WHAT YOU ARE ASKED TO DO: Gather and copy out every line below that contains the word "negative".

DATA EXCERPTS:
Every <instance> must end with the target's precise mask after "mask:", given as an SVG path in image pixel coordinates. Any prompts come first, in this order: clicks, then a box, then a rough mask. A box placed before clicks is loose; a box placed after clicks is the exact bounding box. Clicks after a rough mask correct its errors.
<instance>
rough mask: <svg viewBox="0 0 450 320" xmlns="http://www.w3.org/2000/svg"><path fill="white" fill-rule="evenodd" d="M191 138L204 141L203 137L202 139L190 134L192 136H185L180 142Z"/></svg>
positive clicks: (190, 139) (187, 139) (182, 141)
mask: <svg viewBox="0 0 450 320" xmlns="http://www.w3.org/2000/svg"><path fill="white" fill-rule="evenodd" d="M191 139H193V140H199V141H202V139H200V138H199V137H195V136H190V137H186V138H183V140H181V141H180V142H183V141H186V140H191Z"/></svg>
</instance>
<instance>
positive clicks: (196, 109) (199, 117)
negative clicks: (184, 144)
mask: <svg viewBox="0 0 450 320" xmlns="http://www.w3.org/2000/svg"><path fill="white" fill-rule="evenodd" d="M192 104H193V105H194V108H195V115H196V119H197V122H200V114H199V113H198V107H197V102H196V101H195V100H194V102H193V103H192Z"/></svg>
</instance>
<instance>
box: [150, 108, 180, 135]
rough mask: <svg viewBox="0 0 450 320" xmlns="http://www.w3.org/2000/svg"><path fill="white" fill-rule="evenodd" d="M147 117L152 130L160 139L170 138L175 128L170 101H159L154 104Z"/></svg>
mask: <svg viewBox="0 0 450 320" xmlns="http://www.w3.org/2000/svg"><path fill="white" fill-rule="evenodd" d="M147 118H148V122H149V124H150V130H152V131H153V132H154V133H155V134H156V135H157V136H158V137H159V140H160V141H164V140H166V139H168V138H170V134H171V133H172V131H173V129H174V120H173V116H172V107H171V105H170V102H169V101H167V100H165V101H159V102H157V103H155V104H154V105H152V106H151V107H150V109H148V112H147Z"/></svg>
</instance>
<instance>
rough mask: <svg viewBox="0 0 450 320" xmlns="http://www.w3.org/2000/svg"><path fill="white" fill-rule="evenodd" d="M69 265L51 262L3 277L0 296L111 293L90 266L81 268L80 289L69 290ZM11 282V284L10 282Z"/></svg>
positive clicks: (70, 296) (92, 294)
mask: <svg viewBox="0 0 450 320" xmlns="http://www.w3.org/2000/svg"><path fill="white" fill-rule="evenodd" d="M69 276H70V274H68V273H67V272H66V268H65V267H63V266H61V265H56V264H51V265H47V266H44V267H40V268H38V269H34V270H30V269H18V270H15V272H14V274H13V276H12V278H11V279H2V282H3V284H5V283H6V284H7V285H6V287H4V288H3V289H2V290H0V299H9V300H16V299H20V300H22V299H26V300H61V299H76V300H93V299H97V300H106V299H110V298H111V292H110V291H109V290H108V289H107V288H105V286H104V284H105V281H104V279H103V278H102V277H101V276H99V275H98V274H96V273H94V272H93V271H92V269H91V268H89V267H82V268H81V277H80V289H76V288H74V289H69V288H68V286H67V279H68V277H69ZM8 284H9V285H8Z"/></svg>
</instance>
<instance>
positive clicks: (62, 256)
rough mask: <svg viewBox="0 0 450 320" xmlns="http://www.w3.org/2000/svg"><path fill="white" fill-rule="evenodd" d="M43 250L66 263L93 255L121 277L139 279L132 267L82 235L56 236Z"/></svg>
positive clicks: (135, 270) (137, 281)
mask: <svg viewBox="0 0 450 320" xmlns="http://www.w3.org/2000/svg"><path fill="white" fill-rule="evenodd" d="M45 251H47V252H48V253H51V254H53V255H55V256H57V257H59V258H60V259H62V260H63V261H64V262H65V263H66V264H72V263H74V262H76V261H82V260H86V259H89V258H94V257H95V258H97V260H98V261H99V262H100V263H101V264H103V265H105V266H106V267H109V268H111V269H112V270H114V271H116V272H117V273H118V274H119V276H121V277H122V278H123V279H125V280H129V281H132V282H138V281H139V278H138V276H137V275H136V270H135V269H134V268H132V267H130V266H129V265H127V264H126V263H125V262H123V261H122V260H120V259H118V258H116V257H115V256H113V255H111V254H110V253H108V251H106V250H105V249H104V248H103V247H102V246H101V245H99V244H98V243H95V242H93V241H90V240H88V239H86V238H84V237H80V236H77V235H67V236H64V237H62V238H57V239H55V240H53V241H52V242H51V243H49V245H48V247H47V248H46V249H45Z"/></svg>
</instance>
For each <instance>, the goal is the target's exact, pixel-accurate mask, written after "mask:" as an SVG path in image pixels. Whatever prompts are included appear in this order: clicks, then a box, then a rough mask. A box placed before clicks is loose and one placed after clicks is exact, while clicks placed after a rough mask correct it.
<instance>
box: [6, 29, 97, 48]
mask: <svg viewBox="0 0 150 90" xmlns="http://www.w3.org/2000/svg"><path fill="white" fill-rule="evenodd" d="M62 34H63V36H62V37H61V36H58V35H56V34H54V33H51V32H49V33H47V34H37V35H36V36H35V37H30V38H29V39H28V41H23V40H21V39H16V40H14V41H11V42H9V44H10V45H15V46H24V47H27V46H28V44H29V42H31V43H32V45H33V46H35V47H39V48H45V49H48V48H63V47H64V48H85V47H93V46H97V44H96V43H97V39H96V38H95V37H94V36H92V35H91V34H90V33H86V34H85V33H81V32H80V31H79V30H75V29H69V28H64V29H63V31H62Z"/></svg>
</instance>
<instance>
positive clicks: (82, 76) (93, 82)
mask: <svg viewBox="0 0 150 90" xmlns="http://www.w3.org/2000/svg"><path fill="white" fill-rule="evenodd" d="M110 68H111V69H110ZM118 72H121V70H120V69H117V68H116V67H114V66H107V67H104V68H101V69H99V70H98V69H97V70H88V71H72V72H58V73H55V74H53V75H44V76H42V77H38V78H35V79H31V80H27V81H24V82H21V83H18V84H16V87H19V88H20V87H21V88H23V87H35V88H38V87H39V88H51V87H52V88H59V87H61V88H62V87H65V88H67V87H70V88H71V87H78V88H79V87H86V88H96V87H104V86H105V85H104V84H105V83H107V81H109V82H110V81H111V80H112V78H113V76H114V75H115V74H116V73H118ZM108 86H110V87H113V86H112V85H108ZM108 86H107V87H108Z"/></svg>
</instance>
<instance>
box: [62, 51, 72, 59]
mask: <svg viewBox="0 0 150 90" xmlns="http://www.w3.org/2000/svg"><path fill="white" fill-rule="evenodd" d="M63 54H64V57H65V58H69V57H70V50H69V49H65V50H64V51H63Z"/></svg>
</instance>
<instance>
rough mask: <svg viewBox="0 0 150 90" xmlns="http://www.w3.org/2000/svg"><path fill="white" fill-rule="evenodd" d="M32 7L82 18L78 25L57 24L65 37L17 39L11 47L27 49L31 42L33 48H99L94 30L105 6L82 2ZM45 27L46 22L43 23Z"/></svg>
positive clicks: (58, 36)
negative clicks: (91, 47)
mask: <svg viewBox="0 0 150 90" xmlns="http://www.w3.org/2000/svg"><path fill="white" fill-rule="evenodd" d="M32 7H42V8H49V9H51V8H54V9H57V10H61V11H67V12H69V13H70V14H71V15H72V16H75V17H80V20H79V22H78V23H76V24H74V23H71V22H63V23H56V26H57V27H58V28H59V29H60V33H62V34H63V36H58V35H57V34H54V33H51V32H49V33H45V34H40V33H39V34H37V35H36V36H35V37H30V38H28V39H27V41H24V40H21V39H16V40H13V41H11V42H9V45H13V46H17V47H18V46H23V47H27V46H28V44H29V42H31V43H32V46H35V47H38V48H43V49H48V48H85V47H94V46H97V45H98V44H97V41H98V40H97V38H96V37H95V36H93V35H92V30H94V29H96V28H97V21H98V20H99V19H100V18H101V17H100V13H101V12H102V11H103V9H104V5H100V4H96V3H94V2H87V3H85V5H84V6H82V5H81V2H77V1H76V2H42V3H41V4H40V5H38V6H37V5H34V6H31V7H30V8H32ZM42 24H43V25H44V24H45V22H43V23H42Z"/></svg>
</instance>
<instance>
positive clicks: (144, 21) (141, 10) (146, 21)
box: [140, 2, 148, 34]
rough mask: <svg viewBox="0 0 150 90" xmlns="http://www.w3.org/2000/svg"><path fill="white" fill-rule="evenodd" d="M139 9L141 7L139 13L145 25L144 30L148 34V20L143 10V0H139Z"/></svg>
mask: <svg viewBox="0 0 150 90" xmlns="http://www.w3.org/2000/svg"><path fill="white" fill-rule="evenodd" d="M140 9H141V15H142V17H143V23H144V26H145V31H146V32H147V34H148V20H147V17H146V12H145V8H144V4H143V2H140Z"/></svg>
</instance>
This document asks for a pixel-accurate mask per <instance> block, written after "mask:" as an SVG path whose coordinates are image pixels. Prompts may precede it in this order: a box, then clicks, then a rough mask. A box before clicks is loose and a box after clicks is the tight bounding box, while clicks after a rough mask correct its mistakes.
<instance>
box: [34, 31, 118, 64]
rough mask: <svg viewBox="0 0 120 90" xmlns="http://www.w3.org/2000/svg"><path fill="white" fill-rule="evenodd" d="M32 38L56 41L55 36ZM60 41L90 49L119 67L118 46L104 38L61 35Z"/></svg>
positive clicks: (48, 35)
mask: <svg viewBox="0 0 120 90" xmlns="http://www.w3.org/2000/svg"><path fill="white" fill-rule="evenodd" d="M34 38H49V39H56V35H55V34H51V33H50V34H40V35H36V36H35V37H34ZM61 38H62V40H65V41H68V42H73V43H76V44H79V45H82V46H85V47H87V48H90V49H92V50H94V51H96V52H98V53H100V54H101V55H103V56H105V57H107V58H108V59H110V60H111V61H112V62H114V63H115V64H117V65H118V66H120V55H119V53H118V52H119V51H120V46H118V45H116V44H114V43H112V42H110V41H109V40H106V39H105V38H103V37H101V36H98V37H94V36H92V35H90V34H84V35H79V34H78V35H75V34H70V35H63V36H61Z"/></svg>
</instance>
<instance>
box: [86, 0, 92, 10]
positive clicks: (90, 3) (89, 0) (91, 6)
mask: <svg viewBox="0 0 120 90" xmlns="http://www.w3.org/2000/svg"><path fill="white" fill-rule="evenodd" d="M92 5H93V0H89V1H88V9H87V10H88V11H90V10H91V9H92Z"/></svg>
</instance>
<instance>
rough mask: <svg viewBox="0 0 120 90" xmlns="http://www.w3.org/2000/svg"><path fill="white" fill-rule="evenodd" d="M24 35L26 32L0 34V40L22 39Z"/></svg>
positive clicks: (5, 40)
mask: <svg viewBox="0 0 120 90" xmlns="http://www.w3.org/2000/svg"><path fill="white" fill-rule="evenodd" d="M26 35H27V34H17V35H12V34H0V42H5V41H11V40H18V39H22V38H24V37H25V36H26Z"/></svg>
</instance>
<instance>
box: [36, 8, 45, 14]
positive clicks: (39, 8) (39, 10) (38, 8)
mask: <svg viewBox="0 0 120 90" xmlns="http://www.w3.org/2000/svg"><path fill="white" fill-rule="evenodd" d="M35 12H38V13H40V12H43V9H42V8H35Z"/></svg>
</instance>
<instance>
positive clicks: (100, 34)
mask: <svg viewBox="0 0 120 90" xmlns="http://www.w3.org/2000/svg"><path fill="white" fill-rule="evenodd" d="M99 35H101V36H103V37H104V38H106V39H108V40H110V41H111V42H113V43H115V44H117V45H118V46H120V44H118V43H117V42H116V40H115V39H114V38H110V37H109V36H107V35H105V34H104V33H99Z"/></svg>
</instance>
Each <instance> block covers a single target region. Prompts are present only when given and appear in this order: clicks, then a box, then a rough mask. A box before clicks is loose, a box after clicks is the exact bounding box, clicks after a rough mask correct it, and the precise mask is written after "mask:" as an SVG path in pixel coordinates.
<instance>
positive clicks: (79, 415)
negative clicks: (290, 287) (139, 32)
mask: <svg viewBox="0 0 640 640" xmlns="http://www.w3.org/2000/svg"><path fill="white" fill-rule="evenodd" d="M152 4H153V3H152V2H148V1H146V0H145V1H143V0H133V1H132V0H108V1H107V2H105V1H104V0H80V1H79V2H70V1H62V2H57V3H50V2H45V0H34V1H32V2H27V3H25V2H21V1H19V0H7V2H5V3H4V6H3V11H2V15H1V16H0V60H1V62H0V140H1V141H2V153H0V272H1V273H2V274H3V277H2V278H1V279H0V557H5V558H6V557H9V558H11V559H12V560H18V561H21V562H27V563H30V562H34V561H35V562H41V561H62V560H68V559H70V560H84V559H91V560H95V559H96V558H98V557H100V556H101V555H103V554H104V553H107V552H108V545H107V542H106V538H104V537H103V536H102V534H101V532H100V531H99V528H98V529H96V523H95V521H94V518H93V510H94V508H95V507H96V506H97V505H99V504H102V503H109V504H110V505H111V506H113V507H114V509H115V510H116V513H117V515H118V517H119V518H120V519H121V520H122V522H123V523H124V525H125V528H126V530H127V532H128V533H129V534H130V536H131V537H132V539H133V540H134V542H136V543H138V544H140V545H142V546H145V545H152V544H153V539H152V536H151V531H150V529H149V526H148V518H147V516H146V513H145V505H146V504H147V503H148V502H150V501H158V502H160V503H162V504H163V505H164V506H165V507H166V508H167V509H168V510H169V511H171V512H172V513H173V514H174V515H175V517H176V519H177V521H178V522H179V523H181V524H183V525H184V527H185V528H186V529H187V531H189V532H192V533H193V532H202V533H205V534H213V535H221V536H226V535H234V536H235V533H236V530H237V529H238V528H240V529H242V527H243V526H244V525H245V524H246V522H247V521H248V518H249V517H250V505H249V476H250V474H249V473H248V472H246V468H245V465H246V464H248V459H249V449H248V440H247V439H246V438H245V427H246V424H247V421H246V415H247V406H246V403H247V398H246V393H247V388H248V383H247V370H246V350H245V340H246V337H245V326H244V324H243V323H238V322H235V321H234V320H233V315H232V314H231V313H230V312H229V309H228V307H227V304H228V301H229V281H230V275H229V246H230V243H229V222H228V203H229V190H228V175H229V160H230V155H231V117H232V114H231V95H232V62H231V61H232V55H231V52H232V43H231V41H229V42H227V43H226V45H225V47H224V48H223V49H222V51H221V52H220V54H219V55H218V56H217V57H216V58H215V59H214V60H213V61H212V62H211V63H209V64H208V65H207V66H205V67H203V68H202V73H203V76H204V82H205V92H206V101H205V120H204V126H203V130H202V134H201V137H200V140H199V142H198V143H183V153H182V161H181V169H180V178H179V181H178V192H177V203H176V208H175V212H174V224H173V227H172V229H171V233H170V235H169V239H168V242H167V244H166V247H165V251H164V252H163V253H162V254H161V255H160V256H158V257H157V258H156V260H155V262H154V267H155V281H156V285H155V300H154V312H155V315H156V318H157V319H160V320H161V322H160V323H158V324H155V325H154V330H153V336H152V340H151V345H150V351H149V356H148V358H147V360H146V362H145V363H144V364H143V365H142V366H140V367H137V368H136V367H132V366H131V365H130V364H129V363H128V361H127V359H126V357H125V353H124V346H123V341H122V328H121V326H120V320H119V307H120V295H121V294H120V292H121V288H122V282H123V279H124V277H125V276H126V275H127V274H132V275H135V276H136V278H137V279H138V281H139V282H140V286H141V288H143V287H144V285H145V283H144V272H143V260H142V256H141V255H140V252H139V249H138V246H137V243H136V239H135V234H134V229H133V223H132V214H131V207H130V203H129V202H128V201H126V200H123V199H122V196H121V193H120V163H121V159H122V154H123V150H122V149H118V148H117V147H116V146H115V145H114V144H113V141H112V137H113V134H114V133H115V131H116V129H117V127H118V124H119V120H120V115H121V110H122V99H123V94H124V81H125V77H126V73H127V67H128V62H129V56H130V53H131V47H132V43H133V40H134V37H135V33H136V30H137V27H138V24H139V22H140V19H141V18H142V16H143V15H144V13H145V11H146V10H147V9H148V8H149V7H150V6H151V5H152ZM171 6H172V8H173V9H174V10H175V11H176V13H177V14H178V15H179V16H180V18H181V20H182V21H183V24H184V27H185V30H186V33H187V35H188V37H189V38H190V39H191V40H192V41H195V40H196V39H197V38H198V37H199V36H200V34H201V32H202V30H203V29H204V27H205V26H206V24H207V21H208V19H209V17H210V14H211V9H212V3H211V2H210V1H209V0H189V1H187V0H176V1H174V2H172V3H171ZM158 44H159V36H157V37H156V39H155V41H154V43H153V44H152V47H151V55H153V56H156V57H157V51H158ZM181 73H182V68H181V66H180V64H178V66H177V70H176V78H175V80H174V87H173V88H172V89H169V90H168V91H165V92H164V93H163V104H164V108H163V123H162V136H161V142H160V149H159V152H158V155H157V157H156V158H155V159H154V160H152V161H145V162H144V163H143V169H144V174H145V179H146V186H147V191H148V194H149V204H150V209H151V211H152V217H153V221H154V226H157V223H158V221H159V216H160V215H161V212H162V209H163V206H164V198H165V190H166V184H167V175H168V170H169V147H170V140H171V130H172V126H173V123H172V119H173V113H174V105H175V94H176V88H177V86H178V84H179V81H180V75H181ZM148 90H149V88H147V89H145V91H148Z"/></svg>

YOUR RESPONSE:
negative clicks: (184, 144)
negative clicks: (91, 47)
negative clicks: (290, 287) (139, 32)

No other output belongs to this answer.